***** DATA ROWS

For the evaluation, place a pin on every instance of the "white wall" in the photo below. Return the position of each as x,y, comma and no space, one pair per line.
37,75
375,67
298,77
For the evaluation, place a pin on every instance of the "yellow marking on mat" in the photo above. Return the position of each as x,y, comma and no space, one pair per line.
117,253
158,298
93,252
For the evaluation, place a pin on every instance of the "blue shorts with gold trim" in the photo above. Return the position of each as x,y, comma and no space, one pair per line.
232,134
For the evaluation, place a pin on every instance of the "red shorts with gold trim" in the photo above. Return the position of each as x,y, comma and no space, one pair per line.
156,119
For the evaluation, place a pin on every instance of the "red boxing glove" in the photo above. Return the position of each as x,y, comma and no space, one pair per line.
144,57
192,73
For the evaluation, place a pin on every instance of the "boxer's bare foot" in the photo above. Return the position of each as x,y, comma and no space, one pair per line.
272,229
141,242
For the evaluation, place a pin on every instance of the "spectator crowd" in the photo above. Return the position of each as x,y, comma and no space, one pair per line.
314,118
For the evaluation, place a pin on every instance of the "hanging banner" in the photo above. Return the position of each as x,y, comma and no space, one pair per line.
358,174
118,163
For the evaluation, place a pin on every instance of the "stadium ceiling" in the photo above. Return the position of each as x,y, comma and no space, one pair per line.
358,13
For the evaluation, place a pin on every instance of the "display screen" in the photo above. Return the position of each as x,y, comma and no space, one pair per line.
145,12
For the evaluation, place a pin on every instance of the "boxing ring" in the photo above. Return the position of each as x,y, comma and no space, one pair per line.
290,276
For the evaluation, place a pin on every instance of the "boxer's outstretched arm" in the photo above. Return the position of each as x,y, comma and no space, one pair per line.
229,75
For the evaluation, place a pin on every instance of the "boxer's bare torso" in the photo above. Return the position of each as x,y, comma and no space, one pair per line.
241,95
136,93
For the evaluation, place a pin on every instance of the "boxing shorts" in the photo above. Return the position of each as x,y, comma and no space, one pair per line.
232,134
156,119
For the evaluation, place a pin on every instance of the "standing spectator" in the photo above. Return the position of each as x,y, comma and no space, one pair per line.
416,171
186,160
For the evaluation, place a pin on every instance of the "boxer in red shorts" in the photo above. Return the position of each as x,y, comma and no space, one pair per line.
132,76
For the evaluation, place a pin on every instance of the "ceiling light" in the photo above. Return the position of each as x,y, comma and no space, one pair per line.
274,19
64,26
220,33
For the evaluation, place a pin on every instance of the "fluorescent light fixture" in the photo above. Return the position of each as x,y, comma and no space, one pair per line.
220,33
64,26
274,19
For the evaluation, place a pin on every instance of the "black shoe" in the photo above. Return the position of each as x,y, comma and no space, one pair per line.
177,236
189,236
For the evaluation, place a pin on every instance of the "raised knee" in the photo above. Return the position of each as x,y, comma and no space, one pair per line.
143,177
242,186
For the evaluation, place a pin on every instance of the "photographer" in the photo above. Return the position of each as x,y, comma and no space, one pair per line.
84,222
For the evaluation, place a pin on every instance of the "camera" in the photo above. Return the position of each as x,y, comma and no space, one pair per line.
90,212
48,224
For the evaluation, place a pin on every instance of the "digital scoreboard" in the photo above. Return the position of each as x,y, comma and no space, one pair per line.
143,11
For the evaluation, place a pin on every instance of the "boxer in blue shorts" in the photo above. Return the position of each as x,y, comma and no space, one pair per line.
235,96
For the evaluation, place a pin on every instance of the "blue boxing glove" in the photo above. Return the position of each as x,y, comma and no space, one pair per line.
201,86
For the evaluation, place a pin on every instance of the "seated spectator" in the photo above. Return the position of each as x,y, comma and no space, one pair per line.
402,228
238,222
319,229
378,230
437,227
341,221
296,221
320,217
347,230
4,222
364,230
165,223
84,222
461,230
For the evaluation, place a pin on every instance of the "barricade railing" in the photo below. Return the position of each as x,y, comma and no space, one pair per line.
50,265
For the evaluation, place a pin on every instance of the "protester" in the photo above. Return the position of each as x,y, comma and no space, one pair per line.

**********

Recopy the entries above in their entirety, exactly.

For the evaluation, place a pin on every instance of the "white wall" in the photo below. Return the position of each as x,y, comma and no space, one pair per line.
37,75
375,67
298,77
For the evaluation, place a pin on every instance of the "yellow marking on mat" in the photo above. Return the position of each as x,y, comma and no space, one pair per line.
117,253
158,298
93,252
For the evaluation, place a pin on every instance of the "blue shorts with gold trim" in the photo above. Return the position of each as x,y, comma and no space, one pair per line.
232,134
For the evaluation, place a pin on every instance of the "red shorts with gold trim" in the photo above. Return the position of each as x,y, comma and no space, one pair per line.
156,119
For the evaluation, place a pin on every instance of the "red boxing glove" in the photo above. Return the position of each as x,y, comma and no space, one pair per line.
144,57
192,73
For the evaluation, place a pin on every instance of the "boxer's bare foot" in the photo above. Return the position of each as x,y, comma and no space, one pair per line.
272,229
141,242
For the evaluation, place a pin on every instance of the "spectator crowd" in the photo above. Return the position of each as x,y, comma and no space, one pair per line.
314,118
For the evaluation, place a pin on every instance of the "hanging banner" in the photo above. Return the position of each as x,y, comma and no space, one pair per line.
358,174
118,163
For the evaluation, place a pin on every instance of the "stadium ceiling" in the photo above. Return the position of each as x,y, comma and no space, one pair per line.
358,13
For the evaluation, place a pin on every instance of the "display screen" in the photo above. Return the position of each as x,y, comma and no space, one pair per line.
145,12
For the evaluation, place a pin on every instance of the "boxing ring" in the photo above. Return the position of each as x,y, comma and no space, one pair per line.
290,276
For the evaluation, place a pin on every instance of the "boxer's outstretched arm" in the photo above. Return the position of each as x,y, comma and no space, one pair per line.
229,75
For the evaluation, place a pin on every instance of the "boxer's bare torso" in the photo above. Return the position of each as x,y, comma and no space, one pair per line.
241,95
136,93
For the evaluation, place a pin on every instance of the "boxing shorts" in the photo above. Return the position of each as x,y, comma and no space, one pair per line.
232,134
156,119
For the evaluation, place a pin on every instance of the "standing spectator" in the photo above. Return the position of each as x,y, comma and no space, one pair per line.
416,171
186,160
For the evaluation, place a pin on every instance of the "boxer in red shorts" in the photo above. Return the position of each as x,y, comma and no space, one pair per line.
132,76
For the evaluation, place a pin on every instance of the "ceiling light" in the photo above. Return the position of each as x,y, comma and no space, one pair per line.
274,19
64,26
220,33
For the evaluation, place a pin on every instance of the "fluorescent light fixture" in the photo above. Return the position of each as x,y, comma and no space, one pair per line.
220,33
64,26
274,19
For the evaluation, place a pin on every instance of the "black shoe" in the photo above. Return the position of each as x,y, comma and no space, one pair per line.
177,236
189,236
For the evaluation, place a pin on every instance of the "raised knee" in the photo above. Return the position of each as x,y, comma and no space, one pair per line.
143,177
242,186
For the evaluation, place a pin on every instance of the "photographer" in the photo above. Return the position of each as x,y, comma and no space, one pair per line.
84,222
For the evaluation, place a pin on every instance of the "camera" in the photo above. Return the position of each as x,y, comma and no space, one pair per line.
90,212
48,224
For the evaluation, place a pin on every instance of the "digital scoreboard" in the photo above. Return the position of each as x,y, comma and no space, one pair per line.
143,11
For the evaluation, place a pin on every instance of the "boxer in blue shorts" in the photo above. Return the position of each as x,y, comma and no space, one pair per line.
235,96
For the evaluation, place a pin on every instance of the "blue boxing glove" in the photo above. Return the position of each as x,y, comma and no space, one pair per line.
201,86
For the evaluation, place a pin on every instance of the "seated spectator" in the photo above. Return the position of each as x,y, comma and no space, one pair per line.
402,228
238,222
319,229
378,230
437,227
341,221
296,221
320,217
347,230
4,222
364,230
165,223
84,222
461,230
For the evaluation, place a pin on every instance of the "barricade railing" in the photo below. Return the position of each as x,y, comma and no space, one pair per line.
50,265
For the evaluation, place a pin on every instance of the "protester" in the photo above. Return the position of each as x,y, comma and no space, one pair per line.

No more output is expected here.